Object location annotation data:
(begin)

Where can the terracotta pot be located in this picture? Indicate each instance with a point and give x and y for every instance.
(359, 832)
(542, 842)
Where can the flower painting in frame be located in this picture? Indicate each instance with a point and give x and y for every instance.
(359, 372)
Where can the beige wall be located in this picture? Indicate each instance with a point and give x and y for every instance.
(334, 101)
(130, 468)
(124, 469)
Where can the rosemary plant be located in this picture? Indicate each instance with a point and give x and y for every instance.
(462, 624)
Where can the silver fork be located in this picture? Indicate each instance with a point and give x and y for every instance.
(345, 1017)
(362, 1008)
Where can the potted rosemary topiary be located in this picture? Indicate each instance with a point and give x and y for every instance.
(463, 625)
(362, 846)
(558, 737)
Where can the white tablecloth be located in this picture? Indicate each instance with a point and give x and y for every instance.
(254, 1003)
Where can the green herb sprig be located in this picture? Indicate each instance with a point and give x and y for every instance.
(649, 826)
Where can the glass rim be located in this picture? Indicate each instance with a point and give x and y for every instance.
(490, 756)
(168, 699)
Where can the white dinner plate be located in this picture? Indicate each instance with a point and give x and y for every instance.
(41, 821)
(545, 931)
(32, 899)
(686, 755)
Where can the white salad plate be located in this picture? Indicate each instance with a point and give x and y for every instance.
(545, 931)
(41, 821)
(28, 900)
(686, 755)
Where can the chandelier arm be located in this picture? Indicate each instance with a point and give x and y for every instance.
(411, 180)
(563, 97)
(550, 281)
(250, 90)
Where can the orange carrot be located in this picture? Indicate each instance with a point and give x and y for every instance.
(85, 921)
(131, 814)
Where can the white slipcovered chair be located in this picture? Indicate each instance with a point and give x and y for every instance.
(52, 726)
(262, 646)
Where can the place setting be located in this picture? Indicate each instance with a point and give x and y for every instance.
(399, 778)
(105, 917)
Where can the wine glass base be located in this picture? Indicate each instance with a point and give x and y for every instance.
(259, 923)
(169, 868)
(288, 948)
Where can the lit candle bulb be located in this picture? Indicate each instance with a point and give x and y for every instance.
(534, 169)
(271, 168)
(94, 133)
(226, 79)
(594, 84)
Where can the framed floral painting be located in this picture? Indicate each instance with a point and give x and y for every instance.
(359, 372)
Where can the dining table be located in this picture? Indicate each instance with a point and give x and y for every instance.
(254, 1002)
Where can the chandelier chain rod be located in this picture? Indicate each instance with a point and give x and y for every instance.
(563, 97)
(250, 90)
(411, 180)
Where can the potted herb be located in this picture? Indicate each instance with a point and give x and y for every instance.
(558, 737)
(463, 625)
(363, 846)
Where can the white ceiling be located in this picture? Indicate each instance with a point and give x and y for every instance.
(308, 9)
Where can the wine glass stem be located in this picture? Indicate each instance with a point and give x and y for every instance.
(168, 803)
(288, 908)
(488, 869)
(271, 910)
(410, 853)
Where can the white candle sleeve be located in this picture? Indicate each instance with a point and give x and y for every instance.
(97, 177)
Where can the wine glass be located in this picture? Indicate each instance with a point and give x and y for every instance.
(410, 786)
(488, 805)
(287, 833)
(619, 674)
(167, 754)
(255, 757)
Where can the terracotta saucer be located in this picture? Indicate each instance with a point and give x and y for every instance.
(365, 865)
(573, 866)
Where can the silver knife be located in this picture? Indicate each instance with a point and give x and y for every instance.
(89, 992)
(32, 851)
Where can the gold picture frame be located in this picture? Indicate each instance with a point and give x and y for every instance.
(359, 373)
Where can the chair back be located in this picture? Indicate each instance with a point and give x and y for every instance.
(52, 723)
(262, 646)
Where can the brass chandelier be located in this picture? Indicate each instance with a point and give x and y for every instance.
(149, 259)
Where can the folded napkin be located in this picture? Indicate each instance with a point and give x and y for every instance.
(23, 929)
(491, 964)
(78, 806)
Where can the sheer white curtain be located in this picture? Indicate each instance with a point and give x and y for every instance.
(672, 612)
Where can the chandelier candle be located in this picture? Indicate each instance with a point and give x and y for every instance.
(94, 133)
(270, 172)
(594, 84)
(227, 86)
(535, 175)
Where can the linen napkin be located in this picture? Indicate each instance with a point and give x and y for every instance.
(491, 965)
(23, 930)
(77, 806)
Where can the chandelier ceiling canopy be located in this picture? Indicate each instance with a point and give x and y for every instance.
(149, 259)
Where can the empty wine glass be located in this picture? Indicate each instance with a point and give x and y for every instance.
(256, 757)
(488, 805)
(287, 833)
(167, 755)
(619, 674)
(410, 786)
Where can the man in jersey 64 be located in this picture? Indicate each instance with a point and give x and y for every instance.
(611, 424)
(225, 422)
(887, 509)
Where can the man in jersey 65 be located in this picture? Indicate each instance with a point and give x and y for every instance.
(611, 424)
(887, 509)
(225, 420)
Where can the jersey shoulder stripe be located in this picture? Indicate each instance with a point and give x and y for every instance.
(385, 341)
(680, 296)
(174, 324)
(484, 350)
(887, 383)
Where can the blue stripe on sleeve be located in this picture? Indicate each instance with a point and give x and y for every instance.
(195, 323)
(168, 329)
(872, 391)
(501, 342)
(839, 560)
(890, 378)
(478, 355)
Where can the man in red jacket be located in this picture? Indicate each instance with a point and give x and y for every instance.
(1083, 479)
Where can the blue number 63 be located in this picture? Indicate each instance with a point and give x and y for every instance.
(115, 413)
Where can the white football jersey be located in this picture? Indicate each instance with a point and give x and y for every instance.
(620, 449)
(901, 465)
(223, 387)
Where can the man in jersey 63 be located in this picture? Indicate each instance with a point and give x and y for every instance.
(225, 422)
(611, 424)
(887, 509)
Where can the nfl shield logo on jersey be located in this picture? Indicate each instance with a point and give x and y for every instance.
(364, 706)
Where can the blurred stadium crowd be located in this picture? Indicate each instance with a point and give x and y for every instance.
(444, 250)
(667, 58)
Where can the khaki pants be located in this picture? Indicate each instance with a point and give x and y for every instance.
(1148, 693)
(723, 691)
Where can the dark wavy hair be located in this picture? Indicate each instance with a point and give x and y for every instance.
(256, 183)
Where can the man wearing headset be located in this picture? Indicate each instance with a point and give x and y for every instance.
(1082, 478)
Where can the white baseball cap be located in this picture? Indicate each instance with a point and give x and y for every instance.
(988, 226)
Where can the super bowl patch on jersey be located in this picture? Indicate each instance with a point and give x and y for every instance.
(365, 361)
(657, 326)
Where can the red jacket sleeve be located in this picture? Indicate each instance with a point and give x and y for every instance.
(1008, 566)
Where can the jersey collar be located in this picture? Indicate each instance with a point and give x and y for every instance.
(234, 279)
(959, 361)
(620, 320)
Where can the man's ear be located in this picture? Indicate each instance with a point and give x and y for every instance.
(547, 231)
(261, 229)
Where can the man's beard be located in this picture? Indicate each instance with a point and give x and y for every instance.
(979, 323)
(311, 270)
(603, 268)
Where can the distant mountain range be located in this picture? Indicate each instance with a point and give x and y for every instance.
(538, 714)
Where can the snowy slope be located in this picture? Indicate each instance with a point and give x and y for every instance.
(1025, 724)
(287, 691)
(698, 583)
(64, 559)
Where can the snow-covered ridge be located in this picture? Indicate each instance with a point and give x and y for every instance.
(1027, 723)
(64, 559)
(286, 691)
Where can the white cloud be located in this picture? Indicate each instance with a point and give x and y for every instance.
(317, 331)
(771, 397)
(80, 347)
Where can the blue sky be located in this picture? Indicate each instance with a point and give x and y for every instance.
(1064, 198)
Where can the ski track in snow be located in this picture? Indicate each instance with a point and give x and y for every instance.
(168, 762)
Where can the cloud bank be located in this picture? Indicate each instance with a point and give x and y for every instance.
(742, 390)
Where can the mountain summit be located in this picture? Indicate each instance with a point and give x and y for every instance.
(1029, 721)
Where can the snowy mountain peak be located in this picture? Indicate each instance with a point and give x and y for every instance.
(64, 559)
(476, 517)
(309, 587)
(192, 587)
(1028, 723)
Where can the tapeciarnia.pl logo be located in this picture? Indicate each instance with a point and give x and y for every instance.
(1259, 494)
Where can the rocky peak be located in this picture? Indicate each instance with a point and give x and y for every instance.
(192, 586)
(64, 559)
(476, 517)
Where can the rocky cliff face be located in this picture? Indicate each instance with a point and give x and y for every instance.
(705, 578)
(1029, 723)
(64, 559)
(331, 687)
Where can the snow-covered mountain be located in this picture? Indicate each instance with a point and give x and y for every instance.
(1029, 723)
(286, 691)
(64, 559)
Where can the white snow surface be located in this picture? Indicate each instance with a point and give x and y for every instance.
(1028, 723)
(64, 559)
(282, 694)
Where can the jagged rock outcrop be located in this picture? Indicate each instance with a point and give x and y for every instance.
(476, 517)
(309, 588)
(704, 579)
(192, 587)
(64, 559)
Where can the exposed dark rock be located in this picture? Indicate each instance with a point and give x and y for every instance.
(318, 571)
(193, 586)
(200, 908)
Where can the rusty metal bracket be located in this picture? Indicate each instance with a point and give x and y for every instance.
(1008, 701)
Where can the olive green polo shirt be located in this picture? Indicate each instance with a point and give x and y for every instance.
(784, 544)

(end)

SHORT PROBLEM = From the "Where can the rocky peak" line to the close of the listing, restate each line word for word.

EXERCISE OUTPUT =
Where can the rocky peak be located in this picture? Indicate each instance with a point and give x and y for every instance.
(192, 586)
(64, 559)
(476, 517)
Where can the rocky cliff face be located in this picture? Indicate each instance with a point and give x and y for every instance.
(705, 578)
(1029, 723)
(64, 559)
(331, 687)
Where can the snow-covered mountain be located in this picture? Indicate each instance with a point and give x and y for every instance.
(1029, 723)
(286, 691)
(64, 559)
Where can the white snow surface be located in this picture? Indicate each instance with a point and give x and y for every instance.
(1028, 723)
(64, 559)
(282, 694)
Where can the jagged rock outcrop be located in this picture? Indicate each instance with a point and give x and y for every instance.
(476, 517)
(309, 588)
(704, 579)
(192, 587)
(64, 559)
Where can the exposed dark rock be located in this picture? Indicate each instance with a point and give x and y for every instance.
(318, 571)
(193, 586)
(200, 908)
Where can the rusty metal bracket be located in this picture? Indicate each instance with a point and give x and y for every instance.
(1008, 701)
Where can the olive green polo shirt be located in this picture? Indicate each instance with a point and give x and y for every instance.
(784, 544)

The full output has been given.